▶ [PROMPT]: Rewrite every one of the rows below, substituting "image" for each occurrence of "photograph" and leaving all other wording unchanged.

▶ [INPUT MATERIAL]:
════════════════

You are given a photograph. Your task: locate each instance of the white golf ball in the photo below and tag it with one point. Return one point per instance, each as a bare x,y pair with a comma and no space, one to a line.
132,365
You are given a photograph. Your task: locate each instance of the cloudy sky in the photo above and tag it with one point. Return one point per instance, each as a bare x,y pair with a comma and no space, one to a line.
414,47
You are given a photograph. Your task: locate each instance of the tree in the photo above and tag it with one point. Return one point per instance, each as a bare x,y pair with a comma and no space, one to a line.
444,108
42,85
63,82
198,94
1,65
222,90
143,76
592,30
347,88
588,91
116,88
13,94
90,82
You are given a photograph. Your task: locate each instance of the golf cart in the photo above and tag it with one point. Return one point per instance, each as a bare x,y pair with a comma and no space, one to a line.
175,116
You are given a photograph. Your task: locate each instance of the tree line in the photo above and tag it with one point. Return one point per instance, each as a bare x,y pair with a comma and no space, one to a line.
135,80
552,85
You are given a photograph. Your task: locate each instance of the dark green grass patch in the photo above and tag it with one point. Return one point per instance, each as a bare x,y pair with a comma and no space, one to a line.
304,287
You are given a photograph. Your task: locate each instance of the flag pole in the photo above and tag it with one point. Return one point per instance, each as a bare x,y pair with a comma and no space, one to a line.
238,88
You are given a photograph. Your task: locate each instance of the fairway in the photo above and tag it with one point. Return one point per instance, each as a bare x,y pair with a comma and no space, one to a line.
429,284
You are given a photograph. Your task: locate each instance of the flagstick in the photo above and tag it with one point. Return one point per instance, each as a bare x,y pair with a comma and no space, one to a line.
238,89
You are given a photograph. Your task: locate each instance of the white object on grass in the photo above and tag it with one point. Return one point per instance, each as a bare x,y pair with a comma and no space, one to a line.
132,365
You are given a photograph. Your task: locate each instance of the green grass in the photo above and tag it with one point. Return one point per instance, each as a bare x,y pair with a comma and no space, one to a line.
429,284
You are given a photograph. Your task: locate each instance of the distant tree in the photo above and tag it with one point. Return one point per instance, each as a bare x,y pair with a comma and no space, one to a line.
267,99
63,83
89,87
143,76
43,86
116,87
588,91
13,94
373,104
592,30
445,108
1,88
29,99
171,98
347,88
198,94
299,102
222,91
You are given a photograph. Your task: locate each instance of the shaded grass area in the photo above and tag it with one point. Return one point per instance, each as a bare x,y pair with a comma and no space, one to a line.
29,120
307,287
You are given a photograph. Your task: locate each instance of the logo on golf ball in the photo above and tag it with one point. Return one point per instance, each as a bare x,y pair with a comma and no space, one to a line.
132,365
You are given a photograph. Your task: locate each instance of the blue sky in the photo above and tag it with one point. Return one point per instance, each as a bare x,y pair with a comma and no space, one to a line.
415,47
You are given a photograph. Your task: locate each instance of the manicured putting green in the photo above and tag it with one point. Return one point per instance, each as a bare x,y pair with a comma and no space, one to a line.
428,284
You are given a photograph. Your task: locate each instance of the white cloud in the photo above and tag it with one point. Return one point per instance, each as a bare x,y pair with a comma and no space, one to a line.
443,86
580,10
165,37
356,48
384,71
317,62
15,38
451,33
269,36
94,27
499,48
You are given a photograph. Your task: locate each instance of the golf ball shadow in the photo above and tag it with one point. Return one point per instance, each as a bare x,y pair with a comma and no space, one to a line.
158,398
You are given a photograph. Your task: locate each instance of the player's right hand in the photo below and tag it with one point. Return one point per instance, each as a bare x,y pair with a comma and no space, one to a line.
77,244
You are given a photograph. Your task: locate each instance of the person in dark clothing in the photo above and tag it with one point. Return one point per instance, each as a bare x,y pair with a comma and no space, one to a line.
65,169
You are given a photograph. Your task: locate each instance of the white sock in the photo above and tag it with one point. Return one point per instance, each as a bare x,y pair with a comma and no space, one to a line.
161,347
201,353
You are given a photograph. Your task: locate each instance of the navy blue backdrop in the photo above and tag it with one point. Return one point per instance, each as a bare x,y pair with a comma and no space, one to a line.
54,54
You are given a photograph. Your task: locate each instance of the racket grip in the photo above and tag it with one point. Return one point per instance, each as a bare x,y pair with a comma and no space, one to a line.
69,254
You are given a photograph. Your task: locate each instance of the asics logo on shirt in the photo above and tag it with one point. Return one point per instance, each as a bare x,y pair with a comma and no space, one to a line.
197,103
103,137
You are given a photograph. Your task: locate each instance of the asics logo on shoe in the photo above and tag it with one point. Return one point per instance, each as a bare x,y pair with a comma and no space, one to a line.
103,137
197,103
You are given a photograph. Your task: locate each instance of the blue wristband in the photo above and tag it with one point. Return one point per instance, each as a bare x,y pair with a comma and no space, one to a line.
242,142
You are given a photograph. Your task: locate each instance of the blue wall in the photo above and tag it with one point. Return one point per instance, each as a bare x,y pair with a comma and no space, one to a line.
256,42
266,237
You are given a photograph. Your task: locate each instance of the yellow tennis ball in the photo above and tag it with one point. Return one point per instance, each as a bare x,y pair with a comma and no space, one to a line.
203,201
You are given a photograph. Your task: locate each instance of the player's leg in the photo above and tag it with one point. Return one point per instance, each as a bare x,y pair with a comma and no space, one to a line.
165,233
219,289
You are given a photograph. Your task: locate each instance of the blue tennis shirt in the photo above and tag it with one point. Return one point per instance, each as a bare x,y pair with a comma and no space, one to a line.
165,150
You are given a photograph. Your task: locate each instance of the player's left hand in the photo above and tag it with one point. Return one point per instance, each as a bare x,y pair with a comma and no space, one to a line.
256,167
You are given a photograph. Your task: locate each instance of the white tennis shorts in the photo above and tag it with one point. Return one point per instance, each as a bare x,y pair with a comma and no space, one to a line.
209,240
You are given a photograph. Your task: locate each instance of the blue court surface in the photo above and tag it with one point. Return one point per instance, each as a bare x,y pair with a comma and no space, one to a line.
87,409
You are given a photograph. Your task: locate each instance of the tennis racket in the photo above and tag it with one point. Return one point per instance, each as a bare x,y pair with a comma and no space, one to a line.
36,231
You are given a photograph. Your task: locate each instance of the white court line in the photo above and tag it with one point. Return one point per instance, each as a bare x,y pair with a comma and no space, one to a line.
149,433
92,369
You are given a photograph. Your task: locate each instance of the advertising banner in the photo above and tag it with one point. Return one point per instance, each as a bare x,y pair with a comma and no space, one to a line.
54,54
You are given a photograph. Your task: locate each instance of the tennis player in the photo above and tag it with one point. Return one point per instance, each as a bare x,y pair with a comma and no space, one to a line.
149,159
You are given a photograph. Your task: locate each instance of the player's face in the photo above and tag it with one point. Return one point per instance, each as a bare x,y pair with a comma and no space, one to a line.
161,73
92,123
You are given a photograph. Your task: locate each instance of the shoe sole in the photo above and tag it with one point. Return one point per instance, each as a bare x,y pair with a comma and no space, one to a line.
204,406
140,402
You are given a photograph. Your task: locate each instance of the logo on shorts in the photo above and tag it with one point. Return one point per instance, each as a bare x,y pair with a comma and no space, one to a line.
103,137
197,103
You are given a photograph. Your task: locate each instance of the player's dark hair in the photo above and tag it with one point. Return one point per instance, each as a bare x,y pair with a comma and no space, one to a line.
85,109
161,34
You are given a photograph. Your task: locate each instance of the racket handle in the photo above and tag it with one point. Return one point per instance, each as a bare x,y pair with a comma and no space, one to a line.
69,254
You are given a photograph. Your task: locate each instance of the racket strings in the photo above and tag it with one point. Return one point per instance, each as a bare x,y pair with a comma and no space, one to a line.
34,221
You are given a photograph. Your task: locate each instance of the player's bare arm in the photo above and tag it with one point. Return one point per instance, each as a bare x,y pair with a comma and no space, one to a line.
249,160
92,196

════════════════

▶ [OUTPUT OF THE EXERCISE]:
You are given a image. Your task: locate each instance of the white golf ball in the photo below and tag it with one point. Return one point per instance, each as a bare x,y pair with a comma and no space, one to a line.
132,365
You are given a image. Your task: locate each instance of the cloudy sky in the photo above and tag it with one point. Return one point per instance, each as a bare x,y pair with a comma and no space, one to a line.
414,47
You are given a image. Your task: locate each instance of the tree in the photo above and tag it with one point. Return one point per instance, each as a bare x,y pair with a comma and no space, one to a line.
444,108
42,85
63,82
198,94
1,65
222,90
143,76
592,30
347,88
588,91
116,88
13,94
90,82
You are given a image. Your task: locate each instance of the golf cart in the photo above and tag it with one point. Return one point per instance, each as a bare x,y pair with a comma and no space, one to a line.
175,116
You are given a image. Your task: locate each instance of the tree line in the photo above and tag it with one point. Return one point per instance, each as a bare x,y pair with a comma and no space, one to a line.
135,80
552,85
You are given a image. Your task: locate each instance of the dark green grass patch in the photo above and tag it with one point. Return one point per instance, each as a bare x,y pair with a comma and no space, one to a line.
304,287
You are given a image. Your task: locate each instance of the flag pole in the photo above and tag it with one point. Return one point per instance, each as a bare x,y pair with a comma and no space, one to a line.
238,88
You are given a image. Your task: locate each instance of the fairway in the photo above and tag it with one point. Return one point per instance, each as a bare x,y pair with a comma and no space, one to a line.
429,284
You are given a image. Your task: locate each instance of the flagstick in the photo above and tag it with one point. Return one point per instance, each as a bare x,y pair with a comma and no space, one to a line.
238,89
You are given a image. Your task: locate each instance of the white object on grass in the photo above and tag it with one point. Return one point per instance, each as a bare x,y pair with a comma and no space, one to a line.
132,365
You are given a image. Your task: locate each instance of the green grass in the photo above and tag it with one point. Return one point per instance, each as a bare x,y pair with a comma and no space, one to a line.
429,284
You are given a image. Your task: locate each instance of the distant tree in the photo above and tag it with one point. Return one point per instance, each as a bare x,y pair with a comma and no space, one to a line.
267,99
63,83
89,87
143,76
43,86
116,87
588,91
13,94
373,104
592,30
445,108
1,88
29,99
171,98
347,88
198,94
299,102
222,91
You are given a image. Your task: locate each instance of the shaded grass area in the photo above and tag it with one point. Return one point per instance, each as a bare x,y pair with a comma and no space, one to a line.
29,120
307,287
You are given a image. Your task: locate each instance of the logo on golf ball in the photo above and tag it with one point. Return one point per instance, each as a bare x,y pair with a comma and no space, one to a line.
132,365
You are given a image. Your task: locate each instance of the blue sky in the photo above and tag it with one point. Return one point per instance, each as a bare x,y pair with a comma and no space, one to a line.
415,47
You are given a image. Your task: locate each instance of the manicured putting green in the photo above and tag it with one point. Return one point per instance, each as a bare x,y pair with a comma and no space, one to a line.
428,284
You are given a image. Your task: locate each instance of the white cloud in the photo above and tag it with one point. Return one point per instance, each as a bare x,y pair with a comma and no space, one to a line.
443,86
580,10
165,37
356,48
384,71
317,62
15,38
451,33
269,36
94,27
499,48
You are given a image. Your task: locate each instance of the golf ball shadow in the photo above and tag it with one point. Return one point per instance, each as a bare x,y pair with a comma and no space, one to a line.
158,398
You are given a image. Your task: locate each instance of the player's right hand in the photo below and tag it with one point. Return one point per instance, each as a bare x,y pair with a comma and no space, one to a line.
77,244
You are given a image. Your task: locate each instance of the person in dark clothing in the photo above and tag it with one point. Return one point per instance, each as a bare x,y pair with a comma and no space, one to a line.
65,169
You are given a image. Your task: locate each instance of the white sock in the photo above and tag it with one point. Return one point per instance, each as a bare x,y pair with a comma and no space, one to a line.
161,347
201,353
You are given a image. Your task: locate each instance of the navy blue backdrop in the photo above and tag it with one point. Return one point per instance, each as a bare x,y pair with a comma and no space, one to a line.
54,54
You are given a image. Your task: locate each instance of the racket grip in the photo above and tag it with one point. Return one point per instance, each as a bare x,y pair with a comma and no space, one to a line.
69,254
You are given a image. Your task: locate each instance of the asics logo on shirt in the photo above and tag it with one point. Return one point per instance, each as a bare x,y pair with a comma and no space, one to a line.
197,103
103,137
You are given a image. Your task: locate each instance of the asics logo on shoe in the photo above and tag it with one point. Return one point per instance, each as a bare x,y pair with a comma and no space, one to a line.
103,137
197,103
You are given a image. Your task: locate each instance of the blue wristband in the photo above and tag it with one point. Return one point per instance, each as a bare x,y pair with a comma and no space, one to a line.
242,142
You are given a image. Your task: locate each instance of the blue wall in the photo above and tag it with one point. Return one point per instance, each as a bare x,y pair with a comma and no space, one to a line.
256,42
266,237
You are given a image. Your task: locate each instance of the yellow tennis ball in the photo above and tag it with one point. Return one point per instance, each as a bare x,y pair with a comma and no space, one to a line.
203,201
You are given a image. Your task: locate each instance of the player's leg in the photo above and tag it with one point. Return one point per instance, each as a bare x,y pair with a comma and no space, one to a line.
165,233
219,289
You are given a image. Your task: locate each instance of the blue tennis shirt in the photo above and tag it with one point. Return one point per instance, each as a bare x,y pair with a comma and no space, one to a line.
165,150
You are given a image. Your task: locate each instance of the player's left hand in the photo above and tag it with one point. Return one point per instance, each as a bare x,y pair with a comma and no space, one to a line.
256,167
You are given a image. Your task: locate each instance of the white tennis shorts in the photo above and tag it with one point. Return one point per instance, each as a bare x,y pair with a comma and no space, one to a line.
209,240
You are given a image. Your task: locate each instance of the blue court surface in the photo above and tag it with one point. Return one point per instance, each as a bare x,y pair with a comma and no space, one to a line.
87,409
You are given a image. Your task: locate each instance of the tennis racket in the photo above and tag it with one point. Return one point per instance, each as a bare x,y pair with a comma and no space, one to a line.
36,231
You are given a image. Your task: locate each instance of the white court line in the photo above and tag it with one point. Return one point per instance, each as a bare x,y pair with a comma and no space, one to a line.
149,433
92,369
You are given a image. Your task: locate each instance of the advertising banner in the photo above and tag it with one point. Return one point per instance, each as a bare x,y pair with a comma and no space, one to a line.
54,54
You are given a image. Your task: locate each instance of the tennis player in the photo above and tag it with one point. Return one point per instance, each as a bare x,y pair with a comma and no space, one to a line.
149,159
You are given a image. Your task: locate each instance of the player's face in the photo above and tag it with one point. Return one point per instance, each as a bare x,y pair with a comma and no space, one to a line.
161,73
92,123
You are given a image. Your task: locate each instance of the shoe sole in the photo above and tag it with one point. Return one point per instance, each as a bare x,y pair with a comma and no space, one to a line.
204,406
140,402
You are given a image. Your task: locate each instance of the logo on shorts in the photo above and tag it with one point. Return one point per instance, each as a bare x,y pair with a comma and no space, one to a line.
103,137
197,103
You are given a image. Your task: locate each instance of the player's dark hair in the photo above and tag it with one point. Return one point per instance, each as a bare x,y pair with a comma and no space, one to a line.
85,109
161,34
You are given a image. Your task: locate each instance of the racket handle in the photo above and tag it with one point. Return one point per instance, each as a bare x,y pair with a comma and no space, one to a line.
69,254
You are given a image. Your task: locate each instance of the racket strings in the photo above and tag it with one point. Return one point per instance, each as a bare x,y pair with a comma and no space, one to a line.
34,221
You are given a image. Your task: locate each instance of the player's bare arm in the photo above and tag it with one point. Return one point per instance, each as a bare x,y pair with a comma and no space, one to a line.
249,160
92,196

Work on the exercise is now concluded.